Every line of the data below should be printed exactly.

## DATA LISTING:
%%

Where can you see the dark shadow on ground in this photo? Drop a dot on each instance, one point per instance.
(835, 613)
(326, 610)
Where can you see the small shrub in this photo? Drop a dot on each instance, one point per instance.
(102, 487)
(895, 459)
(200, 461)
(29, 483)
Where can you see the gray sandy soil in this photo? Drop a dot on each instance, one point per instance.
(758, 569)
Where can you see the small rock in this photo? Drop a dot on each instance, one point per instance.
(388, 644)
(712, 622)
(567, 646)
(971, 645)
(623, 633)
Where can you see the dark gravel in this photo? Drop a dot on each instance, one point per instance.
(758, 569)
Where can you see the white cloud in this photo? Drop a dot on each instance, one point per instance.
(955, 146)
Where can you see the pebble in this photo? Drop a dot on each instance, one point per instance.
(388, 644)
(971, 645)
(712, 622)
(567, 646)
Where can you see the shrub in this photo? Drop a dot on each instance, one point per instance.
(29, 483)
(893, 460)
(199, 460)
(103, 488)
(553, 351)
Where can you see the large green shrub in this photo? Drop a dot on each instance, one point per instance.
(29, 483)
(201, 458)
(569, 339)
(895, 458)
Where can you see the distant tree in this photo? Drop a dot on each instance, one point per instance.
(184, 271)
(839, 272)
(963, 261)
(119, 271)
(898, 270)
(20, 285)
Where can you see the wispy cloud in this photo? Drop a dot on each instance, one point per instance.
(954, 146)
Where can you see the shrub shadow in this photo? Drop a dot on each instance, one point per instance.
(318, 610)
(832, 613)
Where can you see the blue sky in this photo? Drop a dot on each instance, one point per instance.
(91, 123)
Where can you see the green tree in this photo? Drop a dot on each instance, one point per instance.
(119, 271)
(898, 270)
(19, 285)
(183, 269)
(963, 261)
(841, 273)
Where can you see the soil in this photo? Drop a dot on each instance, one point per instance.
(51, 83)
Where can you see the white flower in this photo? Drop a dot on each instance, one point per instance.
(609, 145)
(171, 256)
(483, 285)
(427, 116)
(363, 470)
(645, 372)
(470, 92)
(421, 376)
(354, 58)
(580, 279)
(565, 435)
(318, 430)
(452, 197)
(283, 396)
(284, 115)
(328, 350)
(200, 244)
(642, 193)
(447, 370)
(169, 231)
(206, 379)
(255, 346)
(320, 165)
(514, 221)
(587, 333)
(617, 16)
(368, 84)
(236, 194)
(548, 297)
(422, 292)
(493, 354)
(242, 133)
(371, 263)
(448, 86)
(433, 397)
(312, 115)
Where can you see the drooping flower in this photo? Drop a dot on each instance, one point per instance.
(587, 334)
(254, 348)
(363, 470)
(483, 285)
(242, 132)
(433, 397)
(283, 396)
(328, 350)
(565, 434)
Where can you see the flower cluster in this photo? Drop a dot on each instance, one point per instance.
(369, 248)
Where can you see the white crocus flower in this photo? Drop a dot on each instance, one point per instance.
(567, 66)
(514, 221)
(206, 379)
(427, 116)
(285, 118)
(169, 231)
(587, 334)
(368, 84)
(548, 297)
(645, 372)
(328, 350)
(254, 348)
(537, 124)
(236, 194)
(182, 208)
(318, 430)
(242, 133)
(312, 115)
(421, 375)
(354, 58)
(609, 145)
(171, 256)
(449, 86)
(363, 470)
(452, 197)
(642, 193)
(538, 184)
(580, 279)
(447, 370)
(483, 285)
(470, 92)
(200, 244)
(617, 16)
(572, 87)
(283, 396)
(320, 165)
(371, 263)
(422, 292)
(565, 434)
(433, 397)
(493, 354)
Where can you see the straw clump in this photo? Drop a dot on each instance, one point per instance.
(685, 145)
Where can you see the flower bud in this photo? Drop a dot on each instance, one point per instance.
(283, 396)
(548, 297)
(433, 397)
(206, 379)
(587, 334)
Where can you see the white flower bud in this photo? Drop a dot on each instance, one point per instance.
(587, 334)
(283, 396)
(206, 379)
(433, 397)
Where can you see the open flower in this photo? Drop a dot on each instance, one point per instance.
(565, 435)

%%

## ANSWER BELOW:
Where can you see the dark shadow on ground in this photo? Drop a dot on each instance, one point per instance.
(835, 613)
(326, 610)
Where can you see the small shrub in this photo? Drop a dot on each instance, one point per instance.
(102, 487)
(895, 459)
(200, 461)
(29, 483)
Where can you see the gray sandy soil in this photo? Drop a dot on each instance, one point per instance.
(758, 569)
Where can you see the small rock in this photo? Drop a dot on each instance, one point per instance.
(388, 644)
(712, 622)
(567, 646)
(971, 645)
(623, 633)
Where can you see the dark gravel in this photo? Drop a dot on each instance, one point per instance.
(758, 569)
Where can you see the white cloud in this photo? Drop a dot on each instance, one point per instance.
(955, 146)
Where can you see the pebble in this photo? Drop a dot on each instance, one point per instance.
(388, 644)
(971, 645)
(712, 622)
(567, 646)
Where can you see the shrub in this photo? Drop a dot on each instance, one point per instance.
(29, 483)
(893, 460)
(199, 460)
(103, 488)
(553, 351)
Where can you see the large green shrub in this photo? Drop a dot on each instance, one point per instance.
(29, 483)
(201, 458)
(569, 339)
(895, 458)
Where can you see the distant tree in this photo? Drop a dot on each instance, one point per instance.
(184, 271)
(839, 272)
(963, 261)
(119, 271)
(898, 270)
(20, 285)
Where can you see the wispy cloud in this photo? Drop a dot on each instance, one point per instance.
(954, 146)
Where can you see the shrub shadow in this photo? Drop a dot on each instance, one point per instance.
(318, 610)
(832, 613)
Where can you see the blue sky in this photo? Drop a dot on each instance, one point per instance.
(91, 123)
Where can you see the green tree in this photo? Drop a dot on each instance, one point per instance.
(119, 271)
(898, 270)
(19, 285)
(183, 269)
(963, 261)
(841, 273)
Where can you see the soil in this photo? Drop a dot on each instance, one point per instance.
(51, 83)
Where can you see the white flower in this photo? Drop a dot on each instance, one point per instance.
(609, 145)
(171, 256)
(483, 285)
(427, 116)
(363, 470)
(645, 372)
(470, 92)
(421, 376)
(354, 58)
(580, 279)
(565, 435)
(318, 430)
(452, 197)
(283, 396)
(284, 115)
(328, 350)
(200, 244)
(642, 193)
(447, 370)
(169, 231)
(206, 379)
(255, 346)
(320, 165)
(514, 221)
(587, 333)
(617, 16)
(368, 84)
(236, 194)
(548, 297)
(422, 292)
(493, 354)
(242, 133)
(371, 263)
(448, 86)
(433, 397)
(312, 115)
Where can you see the drooping flower in this photo? Drop a dot on each instance, one point per instance.
(587, 334)
(254, 348)
(363, 470)
(483, 285)
(242, 132)
(433, 397)
(283, 396)
(328, 350)
(565, 434)
Where can you see the flower cluster in this photo? Drop a dot on each instance, one point per instance.
(369, 248)
Where can you see the white crocus flower in this photo? Drop a dot on each instance, one point per instance.
(567, 66)
(514, 221)
(206, 379)
(427, 116)
(285, 118)
(169, 231)
(587, 334)
(368, 84)
(548, 297)
(645, 372)
(328, 350)
(254, 348)
(537, 124)
(236, 194)
(182, 208)
(318, 430)
(242, 133)
(312, 115)
(421, 375)
(354, 58)
(609, 145)
(171, 256)
(449, 86)
(363, 470)
(452, 197)
(642, 193)
(538, 184)
(580, 279)
(447, 370)
(483, 285)
(470, 92)
(200, 244)
(617, 16)
(572, 87)
(283, 396)
(320, 165)
(371, 263)
(422, 292)
(565, 434)
(433, 397)
(493, 354)
Where can you see the straw clump in this photo? Drop a dot on each instance, one point per instance.
(685, 145)
Where can you see the flower bud in this photo? Drop a dot on each instance, one point per instance.
(283, 396)
(548, 297)
(433, 397)
(206, 379)
(587, 334)
Where can you see the white flower bud in this photo? Drop a dot on each instance, one point per instance.
(587, 334)
(283, 396)
(206, 379)
(433, 397)
Where can you see the open flower in this photo? Drop a dot on each instance, one point per instance.
(565, 435)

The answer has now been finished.